Every record must be output verbatim in the reply.

--------------------------------------------------

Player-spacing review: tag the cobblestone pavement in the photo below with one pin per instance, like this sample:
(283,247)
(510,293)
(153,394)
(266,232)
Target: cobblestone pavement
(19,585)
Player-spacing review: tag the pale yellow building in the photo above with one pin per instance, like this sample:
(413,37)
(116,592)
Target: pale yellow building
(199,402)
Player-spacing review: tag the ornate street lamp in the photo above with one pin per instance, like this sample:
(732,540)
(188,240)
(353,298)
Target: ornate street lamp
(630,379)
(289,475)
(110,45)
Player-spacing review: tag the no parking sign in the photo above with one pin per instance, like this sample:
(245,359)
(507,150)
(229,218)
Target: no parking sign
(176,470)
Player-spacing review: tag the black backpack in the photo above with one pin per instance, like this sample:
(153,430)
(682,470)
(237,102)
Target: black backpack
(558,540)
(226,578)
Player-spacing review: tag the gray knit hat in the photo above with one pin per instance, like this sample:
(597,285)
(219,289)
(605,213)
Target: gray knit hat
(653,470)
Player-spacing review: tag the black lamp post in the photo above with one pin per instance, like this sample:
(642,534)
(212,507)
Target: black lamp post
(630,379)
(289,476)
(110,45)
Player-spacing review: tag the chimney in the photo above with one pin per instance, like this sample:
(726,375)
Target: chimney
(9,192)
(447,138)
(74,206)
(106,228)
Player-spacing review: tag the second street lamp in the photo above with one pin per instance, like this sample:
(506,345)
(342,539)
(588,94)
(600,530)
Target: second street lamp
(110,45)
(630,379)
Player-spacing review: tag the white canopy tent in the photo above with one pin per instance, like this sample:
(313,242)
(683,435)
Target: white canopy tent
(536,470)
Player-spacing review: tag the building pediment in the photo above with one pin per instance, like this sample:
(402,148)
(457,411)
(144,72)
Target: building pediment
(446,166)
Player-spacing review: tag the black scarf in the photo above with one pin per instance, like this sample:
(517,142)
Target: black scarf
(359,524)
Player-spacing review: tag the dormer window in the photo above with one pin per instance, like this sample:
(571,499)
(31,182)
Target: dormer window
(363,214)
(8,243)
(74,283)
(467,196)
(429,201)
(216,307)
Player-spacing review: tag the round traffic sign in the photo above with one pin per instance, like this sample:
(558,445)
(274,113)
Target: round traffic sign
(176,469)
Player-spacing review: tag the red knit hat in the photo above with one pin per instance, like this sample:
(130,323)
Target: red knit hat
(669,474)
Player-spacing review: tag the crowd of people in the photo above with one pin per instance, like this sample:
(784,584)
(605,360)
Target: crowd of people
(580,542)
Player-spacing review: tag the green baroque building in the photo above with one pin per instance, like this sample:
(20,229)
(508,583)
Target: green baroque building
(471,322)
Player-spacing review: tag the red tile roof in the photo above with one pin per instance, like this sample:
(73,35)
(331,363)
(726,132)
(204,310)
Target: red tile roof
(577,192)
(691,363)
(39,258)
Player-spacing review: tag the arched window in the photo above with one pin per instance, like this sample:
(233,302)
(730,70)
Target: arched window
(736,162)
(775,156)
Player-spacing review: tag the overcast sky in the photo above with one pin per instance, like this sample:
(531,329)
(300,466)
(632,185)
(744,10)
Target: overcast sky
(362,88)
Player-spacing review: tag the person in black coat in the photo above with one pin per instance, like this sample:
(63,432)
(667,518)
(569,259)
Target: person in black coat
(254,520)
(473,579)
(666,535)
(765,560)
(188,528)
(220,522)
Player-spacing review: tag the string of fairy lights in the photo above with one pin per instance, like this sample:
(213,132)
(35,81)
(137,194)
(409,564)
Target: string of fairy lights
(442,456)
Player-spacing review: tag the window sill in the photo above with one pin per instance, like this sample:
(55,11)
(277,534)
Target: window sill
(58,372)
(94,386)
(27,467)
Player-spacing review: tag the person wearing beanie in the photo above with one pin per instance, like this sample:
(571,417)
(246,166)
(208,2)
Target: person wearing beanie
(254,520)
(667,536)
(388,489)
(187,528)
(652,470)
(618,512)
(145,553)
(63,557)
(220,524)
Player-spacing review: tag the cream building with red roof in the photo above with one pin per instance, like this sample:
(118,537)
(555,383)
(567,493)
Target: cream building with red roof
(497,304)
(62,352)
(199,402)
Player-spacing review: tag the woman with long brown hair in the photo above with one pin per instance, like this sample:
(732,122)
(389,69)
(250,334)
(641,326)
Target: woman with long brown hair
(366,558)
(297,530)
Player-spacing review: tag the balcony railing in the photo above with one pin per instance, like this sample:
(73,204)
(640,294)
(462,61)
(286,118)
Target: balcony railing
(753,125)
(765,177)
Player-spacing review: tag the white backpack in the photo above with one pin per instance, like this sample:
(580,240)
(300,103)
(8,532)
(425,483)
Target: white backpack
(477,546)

--------------------------------------------------

OUTPUT:
Player-spacing review: tag the cobblestone pavement in the photo below with one pin per instance, like this sample:
(283,247)
(510,293)
(153,394)
(266,232)
Target: cobblestone pavement
(19,585)
Player-spacing review: tag the pale yellow building in the photo above with one pin per instance, like this sample:
(413,37)
(116,592)
Target: pale yellow building
(199,402)
Player-spacing review: tag the ornate street lamp in the photo above with one pin per instance, like this sample:
(732,540)
(188,240)
(353,298)
Target: ornate street lamp
(630,379)
(289,475)
(110,45)
Player-spacing review: tag the no parking sign in the photo above with one pin per instance, like this sample:
(245,359)
(507,150)
(229,218)
Target: no parking sign
(176,470)
Player-spacing review: tag the black backpack in the photo above with one pin per instance, like this sample:
(153,430)
(682,470)
(237,102)
Target: black backpack
(558,540)
(226,578)
Player-spacing review: tag the gray knit hat in the photo above with one pin per instance, like this sample:
(597,285)
(219,289)
(605,213)
Target: gray knit hat
(653,470)
Player-spacing review: tag the black lamp post in the photo above with one pin per instance, like this sample:
(642,534)
(212,507)
Target: black lamp post
(630,379)
(289,476)
(110,45)
Player-spacing review: tag the chimney in the photo above with one pin per instance, like this sample:
(726,375)
Target: chimney
(9,192)
(447,138)
(74,206)
(106,228)
Player-spacing review: tag the second street lamp in the photo above with one pin per instance, like this sample:
(506,345)
(342,539)
(588,94)
(600,530)
Target: second street lamp
(110,45)
(630,379)
Player-spacing review: tag the white canopy tent in the photo above with one pin per instance, like this sample:
(313,242)
(683,435)
Target: white canopy tent
(536,470)
Player-spacing review: tag the building pediment in the photo above with one pin per instance, like this sample:
(402,148)
(457,411)
(144,72)
Target: building pediment
(446,166)
Player-spacing review: tag the black scarf in the photo above with one pin per instance, like this sample:
(517,142)
Target: black scarf
(359,524)
Player-spacing review: tag the dormer window in the photo above with one pin per instance, like this sample:
(571,499)
(31,182)
Target: dormer window
(363,214)
(8,243)
(74,283)
(467,196)
(429,201)
(216,307)
Player-spacing review: tag the round traffic sign in the photo above with one pin per instance, like this sample:
(558,445)
(274,113)
Target: round traffic sign
(176,469)
Player-spacing review: tag the red knit hat in the photo above with one pin per instance, like this sample:
(130,323)
Target: red knit hat
(669,474)
Player-spacing review: tag the crowd of people in the photo above with one pin per instance, like this sample:
(784,584)
(605,360)
Target: crowd of people
(580,542)
Player-spacing review: tag the green baroque building in the photo above with one pin per instance, like this sample:
(20,229)
(508,583)
Target: green baroque building
(471,322)
Player-spacing review: tag the red tile roof in the photo above with one pin per instance, like this sample:
(73,35)
(331,363)
(726,132)
(204,310)
Target: red tile roof
(577,192)
(691,363)
(39,258)
Player-spacing review: tag the arched window in the photo above with one pin per instance, like this sample:
(233,302)
(730,70)
Target: arched window
(736,162)
(775,156)
Player-spacing review: tag the overcast sky in the photo above with one pin per instance, like this sample:
(531,329)
(300,466)
(632,185)
(744,10)
Target: overcast sky
(362,88)
Player-spacing review: tag the person in black coat in the photo above with one pin per instance, like this sample:
(63,432)
(667,518)
(569,259)
Target: person in black coat
(254,520)
(473,579)
(666,535)
(765,560)
(188,528)
(220,522)
Player-spacing review: tag the string of fairy lights in the photo above with one pin per instance, like this sample:
(213,132)
(35,81)
(137,194)
(409,564)
Target: string of fairy lights
(442,456)
Player-spacing review: tag the window sill in the photo above with one pin per instance, like this sample:
(55,11)
(277,534)
Target: window sill
(58,372)
(94,386)
(27,467)
Player-spacing review: tag the person wearing beanie in the photo above with one pin per instance, like this sample:
(571,417)
(246,166)
(208,2)
Target: person wearing beanie
(254,520)
(667,536)
(388,489)
(187,528)
(652,470)
(618,512)
(145,553)
(63,557)
(220,524)
Player-spacing review: tag the cream building with red roof in the photo above with one pin per instance, like this sample:
(118,537)
(555,383)
(567,493)
Target: cream building with red roof
(497,304)
(62,352)
(199,402)
Player-spacing review: tag the woman with long brown hair in the photo above with one pin per instance, like this sample:
(732,122)
(389,69)
(250,334)
(641,326)
Target: woman with long brown hair
(366,558)
(297,530)
Player-spacing review: tag the balcony railing in the photo above with one pin per instance, like this sample:
(73,204)
(640,294)
(462,61)
(286,118)
Target: balcony railing
(753,125)
(765,177)
Player-spacing review: tag the white backpack in the photo above with one pin per instance, like this sample:
(580,240)
(300,103)
(8,532)
(425,483)
Target: white backpack
(477,546)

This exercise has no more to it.